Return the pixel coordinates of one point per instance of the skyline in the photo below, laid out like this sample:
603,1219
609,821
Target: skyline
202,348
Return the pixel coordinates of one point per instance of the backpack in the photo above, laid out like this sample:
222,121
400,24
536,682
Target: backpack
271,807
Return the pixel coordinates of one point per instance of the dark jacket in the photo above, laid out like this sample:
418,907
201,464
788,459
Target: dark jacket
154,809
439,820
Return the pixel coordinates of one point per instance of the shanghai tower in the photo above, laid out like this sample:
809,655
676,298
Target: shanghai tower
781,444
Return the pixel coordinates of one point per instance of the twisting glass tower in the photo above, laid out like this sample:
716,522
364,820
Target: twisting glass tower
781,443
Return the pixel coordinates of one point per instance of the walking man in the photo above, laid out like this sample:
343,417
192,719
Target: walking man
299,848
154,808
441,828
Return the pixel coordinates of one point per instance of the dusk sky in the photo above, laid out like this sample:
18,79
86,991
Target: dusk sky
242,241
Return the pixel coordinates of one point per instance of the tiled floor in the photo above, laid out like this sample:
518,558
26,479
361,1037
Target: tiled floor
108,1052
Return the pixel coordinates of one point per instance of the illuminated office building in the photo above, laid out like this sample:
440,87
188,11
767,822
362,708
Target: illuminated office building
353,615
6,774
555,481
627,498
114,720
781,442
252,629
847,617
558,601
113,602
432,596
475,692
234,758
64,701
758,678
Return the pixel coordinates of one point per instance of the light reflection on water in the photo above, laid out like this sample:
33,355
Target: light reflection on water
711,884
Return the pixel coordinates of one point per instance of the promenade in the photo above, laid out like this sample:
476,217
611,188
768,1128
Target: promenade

☆ ☆ ☆

Exactly reproduce every line of the data above.

Return the pixel coordinates of one point per instance of the skyline in the photo below, laid out like this sample:
603,1219
609,821
Target: skyline
202,348
Return the pixel coordinates of one point per instance of the backpack in the photo above, laid out like this sample:
222,121
400,24
536,682
Target: backpack
271,807
Return the pixel coordinates of one point per instance of the dark jacket in the photo above, laid out like this sample:
418,907
201,464
788,459
Target: dark jacket
154,809
439,820
Return the pixel coordinates of one point per instance of the shanghai tower in the photo above, laid out like this sample:
809,655
676,298
Target: shanghai tower
781,444
Return the pixel coordinates of one point per instance of the twisting glass tower in the photo above, laid out like this sample:
716,522
364,820
Target: twisting glass tower
781,443
Return the pixel coordinates of one point per instance of the walking man in the photo above, laid out like this sample:
343,417
192,719
Target: walking man
299,848
154,808
441,828
Return the pixel coordinates of one point per instance of the dusk sky in the photo above, laid out like this sample:
18,79
86,991
Target: dusk sky
242,241
Return the pixel coordinates of one point per instance of the tiled floor in the photo above, laid out like this sample:
518,558
26,479
361,1037
Target: tiled floor
108,1052
Return the pixel coordinates of one point per instance of the illuminated office building in the photo above, laid out like this sample:
440,87
188,11
767,822
362,708
Target: illuminated office building
353,615
6,774
555,481
627,498
114,720
781,442
252,629
847,617
558,601
113,602
432,596
475,692
234,758
64,701
758,678
Return the pixel coordinates of one point per instance of the light reflection on water in the photo above, laid out like this sample:
33,355
Target: light reflection on water
711,884
Return the pixel coordinates of one point per instance of the promenade in the photo above, laid out like this sample:
476,217
611,188
768,1128
Target: promenade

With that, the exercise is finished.